There are so many, I will try to name a few...Of course number one is Bob Dylan, from the folk genre I can say for sure Dave Van Ronk, Phil Ochs, Carolyn Hester, Odetta, The New Lost City Ramblers, Shirley Collins, Buffy Sainte Marie, Joan Baez, June Tabor, Peter Paul & Mary, Simon & Garfunkel...Dubliners, Planxty, The Clancy Brothers from the Irish...Bands  like Fairport Convention and The Pentagle. I love guitarists such as John Fahey, Sandy Bull and Robbie Basho...From the psychedelic folk genre my favorite bands are the Incredible String Band, Comus, Spirogyra, Steeleye Span, Trees, Mellow Candle, Dr Strangely Strange, Pearls Before Swine, Trader Horne. HP Lovercraft, The West Coast Pop Art Experimental Band, Kaleidoscope (US), Beacon Street Union and Earth Opera from the psychedelic era, Amon Duul II, Can, Agitation Free and Ash Ra Tempel from Kraut… I love The Band, Gram Parsons, Lou Reed and The Velvets, The Faces, and of course The Grateful Dead, the greatest band of all times! There are of course artists that have inspired me from the blues and country music. Robert Johnson, Howlin Wolf, Leadbelly, Big Joe Williams, Hank Williams and Johnny Cash.

"Early 60’s in Greenwich Village of New York of course! At first, a visit to the Folklore Center of Izzy Young, a focal point for the American Folk scene, and then to Washington square and the famous folk clubs of Bleecker and MacDougal street. Gaslight, Gerdes, Kettle of Fish, Cafe Wha? And many others...You had the opportunity within a short distance to see some of your favorite artists performing. In just two streets you could see Bob Dylan, Fred Neil, Karen Dalton, Dave Van Ronk, Phil Ochs, Patrick Sky, Mark Spoelstra and so many others…" (Bob Dylan / Photo by Michael Ochs Archives / Getty)

Why do you think that the Bob Dylan music and songs continues to generate such a devoted following?

There is Bob Dylan the musician, Bob Dylan the singer, Bob Dylan the songwriter and Bob Dylan the man. For me, first of all Bob Dylan is a musician. Bob Dylan in the sixties made a lot of important musical innovations. He was a pioneer of many notable changes in the American music, rock or folk or country...He cannot be compared to artists such as Leonard Cohen for example, as much as I love him, he didn’t contribute something new or different to music. Dylan not only writes amazing lyrics but great melodies, too. As he once said, if only my lyrics are worth, then why so many jazz bands release albums with instrumental covers of my songs?

• _GIVEN INSTRUCTION A_
Scale the records between the line holding "Would you mind tagging the bush" and the end of the records, inclusive, and give back only those lines with their requests unchanged. Multiply every point coordinate in the answers by 2, round to whole numbers with halves going up, and leave the pictures out of your answer.

Excerpts from point annotation data
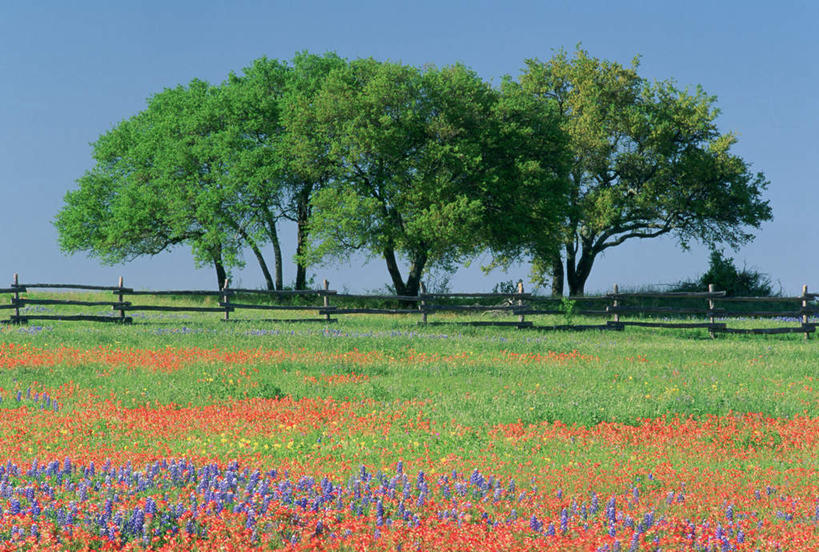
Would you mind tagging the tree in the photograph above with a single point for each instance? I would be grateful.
(647, 160)
(159, 181)
(307, 165)
(428, 168)
(252, 149)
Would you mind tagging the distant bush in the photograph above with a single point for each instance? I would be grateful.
(727, 277)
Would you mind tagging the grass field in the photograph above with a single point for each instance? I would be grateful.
(182, 432)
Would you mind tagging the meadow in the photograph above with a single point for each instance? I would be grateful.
(185, 433)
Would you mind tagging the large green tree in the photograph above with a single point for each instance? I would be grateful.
(164, 177)
(647, 160)
(432, 166)
(306, 162)
(136, 199)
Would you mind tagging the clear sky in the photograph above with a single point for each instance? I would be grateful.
(72, 70)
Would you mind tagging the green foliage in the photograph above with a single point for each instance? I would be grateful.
(432, 166)
(647, 160)
(723, 273)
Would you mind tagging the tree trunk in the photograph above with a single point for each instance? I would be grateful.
(413, 283)
(221, 273)
(579, 273)
(263, 265)
(395, 273)
(277, 250)
(302, 235)
(277, 258)
(416, 271)
(557, 276)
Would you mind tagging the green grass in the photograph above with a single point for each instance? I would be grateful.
(626, 376)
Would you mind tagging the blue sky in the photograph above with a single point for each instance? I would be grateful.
(72, 70)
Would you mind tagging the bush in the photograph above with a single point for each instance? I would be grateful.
(726, 277)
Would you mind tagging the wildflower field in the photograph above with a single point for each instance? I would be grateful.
(378, 434)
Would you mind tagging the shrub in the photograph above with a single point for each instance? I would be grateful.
(726, 277)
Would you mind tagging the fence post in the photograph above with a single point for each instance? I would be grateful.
(711, 311)
(326, 301)
(804, 310)
(226, 299)
(422, 304)
(16, 299)
(120, 298)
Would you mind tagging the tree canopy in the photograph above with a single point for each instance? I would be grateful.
(423, 167)
(433, 165)
(647, 160)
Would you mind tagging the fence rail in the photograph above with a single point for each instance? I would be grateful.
(520, 304)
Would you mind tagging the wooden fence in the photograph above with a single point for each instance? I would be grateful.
(677, 309)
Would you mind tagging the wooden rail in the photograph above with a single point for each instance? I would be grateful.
(640, 308)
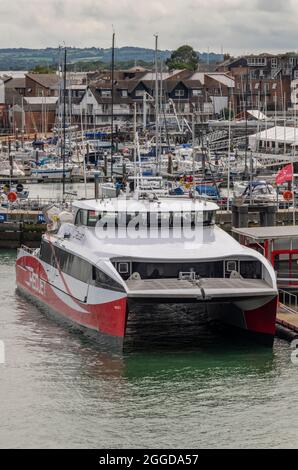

• _GIVEN INSTRUCTION B_
Condense the paragraph beginning "There is Bob Dylan the musician" from the interview excerpt into a short bulleted list that keeps its main facts.

• _EXERCISE RESPONSE A_
Would you mind tagging the bush in the photograph above with a single point for each instance? I would be grateful.
(1452, 554)
Would you mind tagging the wildflower field in the photograph above with a single point for each instance? I would be grateful.
(756, 868)
Would you mind tagging the shrub in the photograph above with a single point for each instance? I would be grateful.
(1452, 554)
Would you mind tagging the fence post in the photograph above with a single point for each instance? I would be grateful.
(1422, 622)
(652, 602)
(1608, 620)
(452, 598)
(844, 608)
(32, 598)
(240, 596)
Would you mind tagging the tree canopy in the photograph above with a single point for each instance? I would be grateful.
(846, 334)
(866, 330)
(1294, 320)
Would you mind tagging the fence rail in the photograph above with a single point for each instance? I would be grateful.
(1040, 608)
Would you mind tagging the wooden fence in the photograph above with a single point for each instance? I would be grateful.
(1354, 618)
Would you mind tagging the wooden rail in the photograph above with a single point for each instance? I would be grateful.
(1280, 616)

• _EXERCISE RESPONSE B_
- Bob Dylan can be seen as musician, singer, songwriter and man, but for the speaker he is first of all a musician.
- In the sixties he made many important musical innovations and pioneered notable changes in American music, whether rock, folk or country.
- He cannot be compared to artists such as Leonard Cohen, whom the speaker loves but who did not contribute something new or different to music.
- Dylan writes both amazing lyrics and great melodies.
- He once asked why, if only his lyrics had worth, so many jazz bands release albums of instrumental covers of his songs.